▶ [ZITIERTER AUSZUG]:
* * *

# Facebook Teilen Button bei zu langen URLs



## DragonTEC (8. September 2010)

Hi,

ich versuche grade, einen Facebook teilen button auf eine Seite zu packen für artikel.. wäre an sich auch nicht schwer, allerdings sind die URLs die geteilt werden sollten länger als die üblichen 20 Zeichen bei Facebook.. daher meine Frage:

Und nu?

Momentan sharen wir die Artikel-URLs über bit.ly und das funktioniert auch soweit prima, allerdings befürchte ich jetzt, mit dem teilen button kriegen wir dann probleme.. und ne abgeschnittene URL in facebook, die nicht aufgelöst werden kann, is irgendwie doof..

wär toll wenn hier einer ne idee hätte..

Danke!


----------



## HeNrY (8. September 2010)

Wrapper für eure URLs


----------



## Bauer87 (8. September 2010)

Wie wäre es mit Shortlinks auf der eigenen Seite? Ich gehe mal nicht davon aus, dass ihr schon eine 20-Stellige URL habt…


----------



## DragonTEC (8. September 2010)

* * *

▶ [VORLIEGENDE DATEN]:
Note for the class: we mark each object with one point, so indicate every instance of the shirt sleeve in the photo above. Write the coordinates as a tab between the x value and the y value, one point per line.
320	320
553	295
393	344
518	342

* * *

▶ [AUFGABEN]:
1. Schreib die Auflistung zu den Hemdärmeln vollständig und Zeile für Zeile unverändert ab, also die Anweisung und alle Koordinatenzeilen.
2. Setz den Forenthread über den Facebook-Teilen-Button bei langen URLs dort fort, wo er aufhört.

▶ [ERGEBNISSE]:
1.
Note for the class: we mark each object with one point, so indicate every instance of the shirt sleeve in the photo above. Write the coordinates as a tab between the x value and the y value, one point per line.
320	320
553	295
393	344
518	342

2.
ne, shortlinks auf der seite sind wohl keine option.. geht um ne firmenseite mit einigen tausend artikeln in verschachtelter struktur, da is irgendwann schon allein auf grund der menge ne verkürzung nicht machbar..

gibt es url shortener die man per javascript ansprechen kann?

also ein script schreiben das die url an ein shortener übergibt, direkt ne gekürzte url zurückkriegt, und diese dann in den facebook share button einbinden kann.. oder halt irgendeine andere möglichkeit, das ganze zu umgehen..


----------



## HeNrY (8. September 2010)

Bau dir doch selbst einen Shortener...


----------



## Puepue (11. September 2010)

Mal was ganz anderes: Ich bin mir ziemlich sicher, dass es keine Begrenzung auf 20 Zeichen gibt..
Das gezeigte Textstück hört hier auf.